• **Your goal**: Print, word for word, only the lines of the items below that begin at the one containing "Exercise. Point out the bus front door" and end with the one containing "(1045, 660)".

• **Provided entries**:
····················

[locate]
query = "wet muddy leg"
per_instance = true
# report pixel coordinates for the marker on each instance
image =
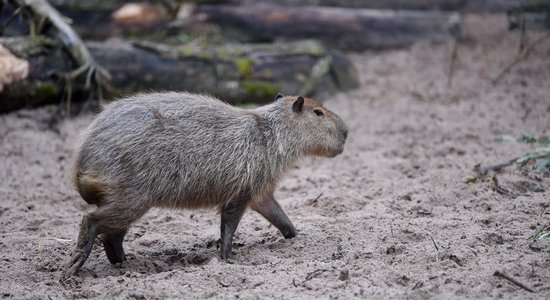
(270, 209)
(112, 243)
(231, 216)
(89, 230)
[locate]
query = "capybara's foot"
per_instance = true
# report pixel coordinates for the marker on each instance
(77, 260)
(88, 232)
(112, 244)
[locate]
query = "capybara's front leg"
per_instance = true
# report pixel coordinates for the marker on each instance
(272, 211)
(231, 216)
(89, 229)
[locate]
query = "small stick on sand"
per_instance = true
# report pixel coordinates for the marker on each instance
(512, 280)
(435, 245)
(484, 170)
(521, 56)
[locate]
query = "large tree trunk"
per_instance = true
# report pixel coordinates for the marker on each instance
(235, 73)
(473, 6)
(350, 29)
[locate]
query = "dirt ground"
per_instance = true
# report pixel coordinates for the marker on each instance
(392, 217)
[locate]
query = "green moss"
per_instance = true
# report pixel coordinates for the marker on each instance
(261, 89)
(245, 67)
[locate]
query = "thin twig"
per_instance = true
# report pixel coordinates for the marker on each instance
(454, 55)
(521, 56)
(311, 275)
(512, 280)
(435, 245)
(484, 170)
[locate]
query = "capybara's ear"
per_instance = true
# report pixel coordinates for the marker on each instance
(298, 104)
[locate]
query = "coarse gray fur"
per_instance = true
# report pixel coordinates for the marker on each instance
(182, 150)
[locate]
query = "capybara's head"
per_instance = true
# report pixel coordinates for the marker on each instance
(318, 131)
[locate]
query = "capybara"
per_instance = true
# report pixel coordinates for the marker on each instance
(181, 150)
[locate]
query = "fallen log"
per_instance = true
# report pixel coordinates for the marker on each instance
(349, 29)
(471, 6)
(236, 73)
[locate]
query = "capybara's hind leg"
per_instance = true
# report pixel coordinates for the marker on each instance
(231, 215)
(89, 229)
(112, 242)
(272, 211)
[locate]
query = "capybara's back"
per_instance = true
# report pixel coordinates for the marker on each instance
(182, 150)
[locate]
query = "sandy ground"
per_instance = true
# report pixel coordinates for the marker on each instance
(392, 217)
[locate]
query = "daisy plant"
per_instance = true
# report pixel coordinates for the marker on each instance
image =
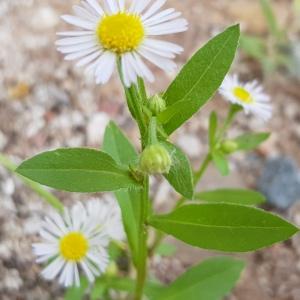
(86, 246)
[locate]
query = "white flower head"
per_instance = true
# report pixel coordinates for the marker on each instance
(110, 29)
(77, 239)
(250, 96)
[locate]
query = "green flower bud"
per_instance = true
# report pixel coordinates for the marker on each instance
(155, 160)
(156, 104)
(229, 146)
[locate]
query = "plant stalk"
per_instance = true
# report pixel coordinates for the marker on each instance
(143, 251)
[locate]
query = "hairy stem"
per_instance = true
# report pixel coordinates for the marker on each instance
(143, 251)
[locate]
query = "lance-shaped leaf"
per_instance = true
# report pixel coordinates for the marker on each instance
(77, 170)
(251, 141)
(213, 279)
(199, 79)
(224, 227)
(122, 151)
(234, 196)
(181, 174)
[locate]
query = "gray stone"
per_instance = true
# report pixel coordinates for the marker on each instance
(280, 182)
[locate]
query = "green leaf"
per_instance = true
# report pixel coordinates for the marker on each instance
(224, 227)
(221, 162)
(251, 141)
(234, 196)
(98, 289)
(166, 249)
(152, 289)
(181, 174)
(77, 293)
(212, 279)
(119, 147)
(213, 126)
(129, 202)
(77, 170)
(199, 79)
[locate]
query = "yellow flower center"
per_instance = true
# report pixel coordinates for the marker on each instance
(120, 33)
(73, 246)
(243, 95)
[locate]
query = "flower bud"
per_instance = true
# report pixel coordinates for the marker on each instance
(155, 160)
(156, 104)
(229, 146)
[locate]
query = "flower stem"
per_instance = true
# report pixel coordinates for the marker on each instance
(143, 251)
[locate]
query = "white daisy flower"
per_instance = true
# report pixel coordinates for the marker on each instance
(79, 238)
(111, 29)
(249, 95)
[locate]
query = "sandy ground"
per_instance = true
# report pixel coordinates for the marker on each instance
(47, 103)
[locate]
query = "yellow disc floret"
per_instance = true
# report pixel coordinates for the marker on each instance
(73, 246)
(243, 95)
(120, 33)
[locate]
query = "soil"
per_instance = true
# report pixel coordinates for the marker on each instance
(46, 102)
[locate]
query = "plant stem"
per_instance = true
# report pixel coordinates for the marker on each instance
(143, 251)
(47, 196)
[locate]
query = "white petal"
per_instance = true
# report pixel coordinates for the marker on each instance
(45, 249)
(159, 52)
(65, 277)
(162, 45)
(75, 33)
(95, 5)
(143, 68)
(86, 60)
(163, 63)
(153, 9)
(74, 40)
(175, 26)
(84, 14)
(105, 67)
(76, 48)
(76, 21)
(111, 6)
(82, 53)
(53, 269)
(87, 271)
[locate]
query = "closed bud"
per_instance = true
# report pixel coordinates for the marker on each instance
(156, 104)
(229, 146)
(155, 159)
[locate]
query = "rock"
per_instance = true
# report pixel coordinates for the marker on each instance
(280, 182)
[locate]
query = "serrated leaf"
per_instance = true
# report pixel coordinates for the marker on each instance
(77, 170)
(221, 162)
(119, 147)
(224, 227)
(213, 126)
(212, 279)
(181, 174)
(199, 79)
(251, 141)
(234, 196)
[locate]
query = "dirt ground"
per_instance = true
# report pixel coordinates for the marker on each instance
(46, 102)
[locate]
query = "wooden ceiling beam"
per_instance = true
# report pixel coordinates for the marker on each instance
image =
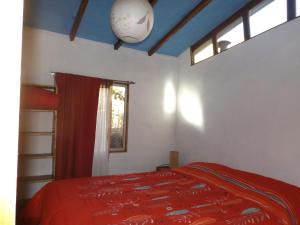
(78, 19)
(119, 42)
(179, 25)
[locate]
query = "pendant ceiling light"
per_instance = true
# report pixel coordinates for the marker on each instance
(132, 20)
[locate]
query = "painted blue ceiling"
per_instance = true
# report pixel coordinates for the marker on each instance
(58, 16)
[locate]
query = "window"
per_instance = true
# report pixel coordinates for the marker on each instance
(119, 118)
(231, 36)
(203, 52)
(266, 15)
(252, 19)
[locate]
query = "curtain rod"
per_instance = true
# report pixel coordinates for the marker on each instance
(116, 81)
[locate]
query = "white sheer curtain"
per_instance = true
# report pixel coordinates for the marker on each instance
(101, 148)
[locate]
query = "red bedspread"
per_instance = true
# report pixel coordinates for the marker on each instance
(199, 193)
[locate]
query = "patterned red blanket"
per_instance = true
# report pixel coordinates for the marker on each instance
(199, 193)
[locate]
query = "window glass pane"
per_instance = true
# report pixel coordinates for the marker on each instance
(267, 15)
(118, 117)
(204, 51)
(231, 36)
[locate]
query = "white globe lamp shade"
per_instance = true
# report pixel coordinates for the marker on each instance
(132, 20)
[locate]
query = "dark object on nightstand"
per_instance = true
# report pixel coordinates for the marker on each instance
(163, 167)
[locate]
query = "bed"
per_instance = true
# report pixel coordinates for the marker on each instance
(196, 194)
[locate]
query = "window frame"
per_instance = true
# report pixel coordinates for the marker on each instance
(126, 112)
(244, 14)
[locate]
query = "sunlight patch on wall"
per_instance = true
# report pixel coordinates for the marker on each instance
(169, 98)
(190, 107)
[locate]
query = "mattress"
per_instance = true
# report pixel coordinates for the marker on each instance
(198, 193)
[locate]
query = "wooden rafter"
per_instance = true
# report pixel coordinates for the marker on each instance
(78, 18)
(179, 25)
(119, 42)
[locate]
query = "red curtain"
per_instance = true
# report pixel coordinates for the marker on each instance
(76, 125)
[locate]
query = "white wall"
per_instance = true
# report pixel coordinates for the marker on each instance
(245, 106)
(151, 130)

····················

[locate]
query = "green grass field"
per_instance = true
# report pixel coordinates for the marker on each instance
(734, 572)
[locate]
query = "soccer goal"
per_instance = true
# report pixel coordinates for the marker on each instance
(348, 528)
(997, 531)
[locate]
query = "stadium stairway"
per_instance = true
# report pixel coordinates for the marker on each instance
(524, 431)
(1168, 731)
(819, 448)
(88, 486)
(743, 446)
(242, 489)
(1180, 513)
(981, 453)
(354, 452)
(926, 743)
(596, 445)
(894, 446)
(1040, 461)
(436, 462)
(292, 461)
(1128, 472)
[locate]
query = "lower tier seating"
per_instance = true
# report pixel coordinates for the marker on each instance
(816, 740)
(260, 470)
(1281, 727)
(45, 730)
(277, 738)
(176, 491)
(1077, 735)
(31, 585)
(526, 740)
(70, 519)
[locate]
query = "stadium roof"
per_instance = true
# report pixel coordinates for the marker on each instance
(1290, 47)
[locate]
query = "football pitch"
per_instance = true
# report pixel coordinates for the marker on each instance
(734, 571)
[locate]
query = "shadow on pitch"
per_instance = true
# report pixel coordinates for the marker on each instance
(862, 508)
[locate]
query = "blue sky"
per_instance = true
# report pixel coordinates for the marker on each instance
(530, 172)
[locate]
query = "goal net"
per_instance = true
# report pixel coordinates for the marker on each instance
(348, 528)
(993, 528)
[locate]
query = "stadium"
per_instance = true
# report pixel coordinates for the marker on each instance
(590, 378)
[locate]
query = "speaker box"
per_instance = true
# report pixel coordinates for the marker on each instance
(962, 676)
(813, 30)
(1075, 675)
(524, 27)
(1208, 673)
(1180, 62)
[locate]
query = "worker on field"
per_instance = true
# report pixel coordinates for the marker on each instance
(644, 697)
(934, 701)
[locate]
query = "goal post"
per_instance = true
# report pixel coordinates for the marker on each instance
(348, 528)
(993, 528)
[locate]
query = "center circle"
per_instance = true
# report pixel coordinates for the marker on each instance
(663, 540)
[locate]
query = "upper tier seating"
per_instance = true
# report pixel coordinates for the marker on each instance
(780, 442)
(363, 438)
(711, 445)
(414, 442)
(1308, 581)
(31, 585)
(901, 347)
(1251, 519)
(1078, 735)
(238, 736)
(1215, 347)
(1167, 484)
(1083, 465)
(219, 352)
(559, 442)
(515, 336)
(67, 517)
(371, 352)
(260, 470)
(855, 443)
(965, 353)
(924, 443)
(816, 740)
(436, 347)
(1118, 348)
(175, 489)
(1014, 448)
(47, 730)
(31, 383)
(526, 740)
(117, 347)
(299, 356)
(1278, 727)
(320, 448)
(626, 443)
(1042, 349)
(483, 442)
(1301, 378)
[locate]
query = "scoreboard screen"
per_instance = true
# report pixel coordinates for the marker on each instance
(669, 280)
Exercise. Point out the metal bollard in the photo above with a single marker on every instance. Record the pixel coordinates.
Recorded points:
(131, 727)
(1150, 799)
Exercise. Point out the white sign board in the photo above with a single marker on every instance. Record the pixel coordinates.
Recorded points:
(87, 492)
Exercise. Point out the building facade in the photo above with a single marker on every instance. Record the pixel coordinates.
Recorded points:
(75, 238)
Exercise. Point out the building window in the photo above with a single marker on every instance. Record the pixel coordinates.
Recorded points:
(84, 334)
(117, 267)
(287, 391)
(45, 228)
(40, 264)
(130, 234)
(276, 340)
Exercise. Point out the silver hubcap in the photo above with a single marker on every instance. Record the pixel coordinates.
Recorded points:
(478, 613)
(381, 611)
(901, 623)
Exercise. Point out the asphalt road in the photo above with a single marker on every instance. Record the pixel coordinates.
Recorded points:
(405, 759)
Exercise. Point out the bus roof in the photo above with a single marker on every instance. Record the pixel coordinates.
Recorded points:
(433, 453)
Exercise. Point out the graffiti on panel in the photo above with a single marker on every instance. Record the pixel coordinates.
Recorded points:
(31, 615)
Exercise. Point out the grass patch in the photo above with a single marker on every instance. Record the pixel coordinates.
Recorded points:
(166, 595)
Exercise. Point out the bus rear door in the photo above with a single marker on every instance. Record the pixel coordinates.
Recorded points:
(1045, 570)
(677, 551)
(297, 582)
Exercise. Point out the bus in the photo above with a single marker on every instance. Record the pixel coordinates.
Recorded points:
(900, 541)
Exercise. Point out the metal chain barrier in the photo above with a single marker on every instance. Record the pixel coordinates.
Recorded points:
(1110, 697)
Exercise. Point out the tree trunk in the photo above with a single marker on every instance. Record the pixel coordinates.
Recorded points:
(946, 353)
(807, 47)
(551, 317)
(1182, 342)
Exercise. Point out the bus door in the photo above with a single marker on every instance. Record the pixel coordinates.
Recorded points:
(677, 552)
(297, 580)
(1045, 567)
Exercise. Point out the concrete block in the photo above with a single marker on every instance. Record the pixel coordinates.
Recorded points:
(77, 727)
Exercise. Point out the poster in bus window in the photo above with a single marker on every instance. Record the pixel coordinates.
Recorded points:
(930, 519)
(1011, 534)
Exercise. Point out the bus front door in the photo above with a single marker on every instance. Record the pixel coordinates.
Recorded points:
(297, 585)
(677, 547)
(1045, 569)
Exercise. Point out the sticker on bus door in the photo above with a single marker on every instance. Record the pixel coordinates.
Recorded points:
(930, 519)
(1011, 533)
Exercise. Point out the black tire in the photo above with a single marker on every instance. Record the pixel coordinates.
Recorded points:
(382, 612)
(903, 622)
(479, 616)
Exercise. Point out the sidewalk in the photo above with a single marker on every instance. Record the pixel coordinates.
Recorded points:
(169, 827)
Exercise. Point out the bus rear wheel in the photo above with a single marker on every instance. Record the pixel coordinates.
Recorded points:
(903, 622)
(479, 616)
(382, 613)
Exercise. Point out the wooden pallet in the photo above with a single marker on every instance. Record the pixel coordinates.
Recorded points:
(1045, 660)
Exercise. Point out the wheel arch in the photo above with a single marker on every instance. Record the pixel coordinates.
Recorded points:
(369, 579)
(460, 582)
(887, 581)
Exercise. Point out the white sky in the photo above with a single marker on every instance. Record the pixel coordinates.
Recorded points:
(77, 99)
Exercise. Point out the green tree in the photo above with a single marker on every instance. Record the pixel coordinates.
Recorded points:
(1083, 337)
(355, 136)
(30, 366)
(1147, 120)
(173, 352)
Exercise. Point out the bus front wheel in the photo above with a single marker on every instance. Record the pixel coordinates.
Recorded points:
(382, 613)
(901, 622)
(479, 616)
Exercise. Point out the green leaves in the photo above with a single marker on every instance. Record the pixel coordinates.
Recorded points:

····················

• **Problem solution**:
Exercise. Point out the bus front door in the photo above with a single marker on every instance. Record the pixel coordinates.
Recorded points:
(297, 585)
(677, 547)
(1045, 569)
Exercise. Point out the sticker on bus door in the photo above with a single marker on every instance. Record the pixel coordinates.
Recorded points:
(930, 519)
(1011, 533)
Exercise. Point out the black tire in the photo above with a single marker on every instance. Record the pixel coordinates.
Recorded points:
(382, 612)
(903, 622)
(479, 616)
Exercise. Point out the sidewalk in the photo above with a single marker on every instance. Record the pixel coordinates.
Recorded points:
(169, 827)
Exercise. Point out the bus rear wheel in the photo above with a single marker on every instance. Record the pixel coordinates.
Recorded points:
(903, 622)
(479, 616)
(382, 613)
Exercise. Point out the wooden pallet in the photo above with a single marker on every instance. Record the pixel coordinates.
Recorded points:
(1045, 660)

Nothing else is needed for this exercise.